A faithful copy of the data, pictures omitted, is the required answer.

═══

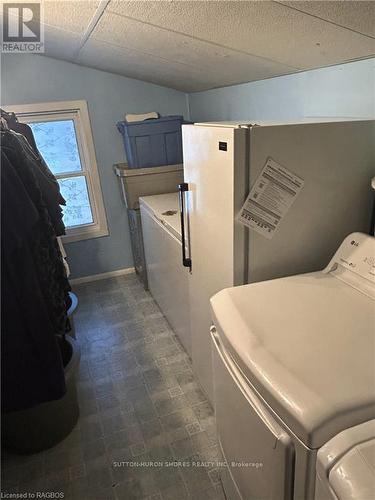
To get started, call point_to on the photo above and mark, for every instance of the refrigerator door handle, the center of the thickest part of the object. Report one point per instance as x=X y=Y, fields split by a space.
x=182 y=188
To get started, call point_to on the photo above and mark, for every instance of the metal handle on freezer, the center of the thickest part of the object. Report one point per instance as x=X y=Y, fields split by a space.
x=182 y=188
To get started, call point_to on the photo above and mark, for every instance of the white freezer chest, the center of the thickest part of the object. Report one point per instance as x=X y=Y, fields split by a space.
x=167 y=279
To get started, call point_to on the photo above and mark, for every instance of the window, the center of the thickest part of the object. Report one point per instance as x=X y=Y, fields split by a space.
x=63 y=135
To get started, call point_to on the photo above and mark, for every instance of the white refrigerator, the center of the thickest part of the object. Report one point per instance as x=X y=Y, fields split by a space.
x=331 y=165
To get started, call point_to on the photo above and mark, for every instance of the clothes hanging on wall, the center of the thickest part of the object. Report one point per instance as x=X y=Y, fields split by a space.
x=46 y=180
x=34 y=285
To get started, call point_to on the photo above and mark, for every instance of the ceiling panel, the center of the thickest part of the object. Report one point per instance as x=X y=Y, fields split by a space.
x=69 y=15
x=115 y=59
x=61 y=44
x=226 y=65
x=358 y=16
x=263 y=28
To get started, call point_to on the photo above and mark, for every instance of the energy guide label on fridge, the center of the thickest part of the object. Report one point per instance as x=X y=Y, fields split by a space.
x=270 y=198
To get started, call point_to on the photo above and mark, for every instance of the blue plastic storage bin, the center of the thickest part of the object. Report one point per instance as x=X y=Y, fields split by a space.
x=152 y=143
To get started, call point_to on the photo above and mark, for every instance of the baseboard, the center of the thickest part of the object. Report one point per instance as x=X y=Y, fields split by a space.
x=102 y=276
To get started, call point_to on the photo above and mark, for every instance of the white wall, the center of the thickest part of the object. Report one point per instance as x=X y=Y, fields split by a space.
x=346 y=91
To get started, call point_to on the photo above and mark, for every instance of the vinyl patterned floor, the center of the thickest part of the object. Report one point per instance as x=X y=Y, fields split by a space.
x=145 y=425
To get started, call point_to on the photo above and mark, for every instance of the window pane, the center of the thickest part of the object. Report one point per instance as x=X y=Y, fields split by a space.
x=57 y=142
x=77 y=210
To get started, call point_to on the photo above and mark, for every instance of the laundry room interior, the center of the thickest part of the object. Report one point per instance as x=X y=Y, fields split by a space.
x=188 y=251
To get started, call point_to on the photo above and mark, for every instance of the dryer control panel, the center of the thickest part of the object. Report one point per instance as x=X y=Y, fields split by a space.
x=357 y=254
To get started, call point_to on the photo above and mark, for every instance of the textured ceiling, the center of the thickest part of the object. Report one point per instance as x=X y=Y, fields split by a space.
x=197 y=45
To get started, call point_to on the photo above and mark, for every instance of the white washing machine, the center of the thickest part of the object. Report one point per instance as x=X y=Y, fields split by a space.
x=293 y=367
x=167 y=279
x=346 y=465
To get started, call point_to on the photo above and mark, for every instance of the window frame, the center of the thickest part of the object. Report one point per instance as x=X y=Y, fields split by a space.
x=78 y=112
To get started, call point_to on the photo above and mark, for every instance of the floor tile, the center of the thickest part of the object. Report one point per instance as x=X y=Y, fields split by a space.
x=139 y=404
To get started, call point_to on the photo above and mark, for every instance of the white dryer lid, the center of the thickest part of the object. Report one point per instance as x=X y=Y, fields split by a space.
x=165 y=208
x=306 y=344
x=346 y=464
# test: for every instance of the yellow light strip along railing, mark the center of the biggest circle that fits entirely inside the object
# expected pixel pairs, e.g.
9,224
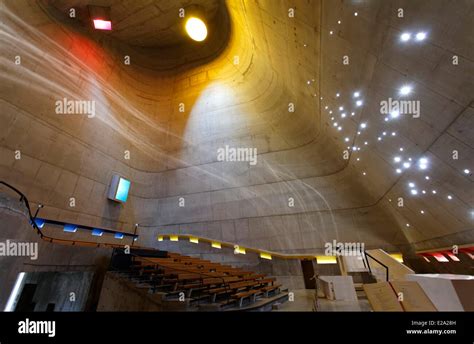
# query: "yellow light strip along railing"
320,259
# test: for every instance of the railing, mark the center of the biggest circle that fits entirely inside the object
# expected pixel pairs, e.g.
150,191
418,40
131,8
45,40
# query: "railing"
378,261
32,219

═══

> Exercise solution
To get started, call point_to on the photo above and mark, for every instance of the refrigerator door handle, the center of the thickest part of the object. Report one point per instance as x=X y=Y, fields split by a space.
x=182 y=188
To get started, call point_to on the photo above and mark, for every instance of the metal handle on freezer, the center of the thickest part of the object. Report one point per instance as x=X y=Y, fields split by a space.
x=182 y=188
To get started, call point_to on the photo above and mark, for every instance of the white freezer chest, the center of the thickest part of the object. Report one point per instance as x=X y=Y, fields split by a space.
x=167 y=279
To get started, call point_to on the photo above and mark, for every instance of the window, the center of the thickest part of the object. Report one point per instance as x=X y=Y, fields split by a space.
x=63 y=135
To get started, call point_to on the photo above and mark, for every instance of the white refrigerator, the center of the thickest part of the object. Report one point per instance as x=X y=Y, fields split by a space.
x=331 y=165
To get started, call point_to on the photo above and mark, for every instance of the clothes hanging on wall, the center of the thickest part of the object. Report one point per instance as x=X y=Y, fields split by a space.
x=46 y=180
x=34 y=285
To get started, call point_to on the photo above and mark, for every instance of the ceiling panel, the center of the thickest part of the object. Report one point per instance as x=X y=Y, fields split by a space.
x=69 y=15
x=115 y=59
x=61 y=44
x=226 y=65
x=358 y=16
x=263 y=28
To get started, call point_to on the photo above and mark, for every instance of the energy guide label on fridge, the center of the thickest part of the object. Report one point per instance as x=X y=Y, fields split by a space.
x=270 y=198
To get started, call point_to on the photo above and mark, for every instance of the blue plastic storage bin, the center of the thickest part of the object. Report one point per instance as x=X y=Y, fields split by a space.
x=152 y=143
To get started, call point_to on the photo above and mark, for every instance of the baseboard, the center of the thickest part of the object. Report one point per instance as x=X y=Y, fields split by a space.
x=102 y=276
To get started, call point_to on the photo above and mark, for every instance of the white wall, the center of the thickest part of the object. Report one point per instance as x=X y=Y, fields split by a space.
x=346 y=91
To get started, call point_to on the photo above and mark, for every instance of the vinyl patterned floor, the center of the thickest part of the object. Report one point per instance as x=X y=Y, fields split by a space.
x=145 y=425
To get started, call point_to on the photo above and mark, for every instance of the window pane, the center of the thickest part of the object. Report one point per instance as x=X y=Y, fields split by a space.
x=57 y=142
x=77 y=210
To get started, call point_to on the photo above and mark, for every instance of the laundry room interior, the center of the thickest part of the object. Report one point per instance as x=X y=Y, fields split by a space.
x=188 y=251
To get started, call point_to on the photo above and mark, for every instance of the dryer control panel, the center of the thickest part of the object. Report one point per instance as x=X y=Y, fields split by a space.
x=357 y=254
To get started, call point_to on the photo above and mark, for every instance of the textured ceiling, the center of the thickest part of the object. Report one point per instance as x=X y=Y, fields split by a space.
x=197 y=45
To get started, call point_to on the photo above and mark, for every instance of the white washing machine, the center of the thickest part of the object. Report one point per instance as x=X y=Y, fields split by a space.
x=293 y=367
x=167 y=279
x=346 y=465
To get started, call point_to on the photo above and mark, for every instance of the window frame, the center of the thickest part of the object. Report one point per instance as x=X y=Y, fields split by a space.
x=78 y=112
To get started, call point_to on the photo above and mark, for every instance of the floor tile, the center of the thickest part of the object. Report one point per instance as x=X y=Y, fields split by a space.
x=139 y=404
To get started, call point_to on the photo above and mark, for every instance of the white dryer lid, the center of the thickest part of the object. Report one point per instance as x=X y=Y, fields split by a space.
x=165 y=208
x=306 y=344
x=346 y=464
# test: for every instance of the yellow light strip along railing, mark the center of the biggest circle that fits entirely inside the object
# expected pixel pairs, e.g.
9,224
# query: "yellow light strip along railing"
320,259
# test: for every instance of the railing, mark the center of the biggest circle that fits entirely inside the object
# expected pixel pairs, e.g.
150,191
418,40
131,8
45,40
# query: "railing"
378,261
32,219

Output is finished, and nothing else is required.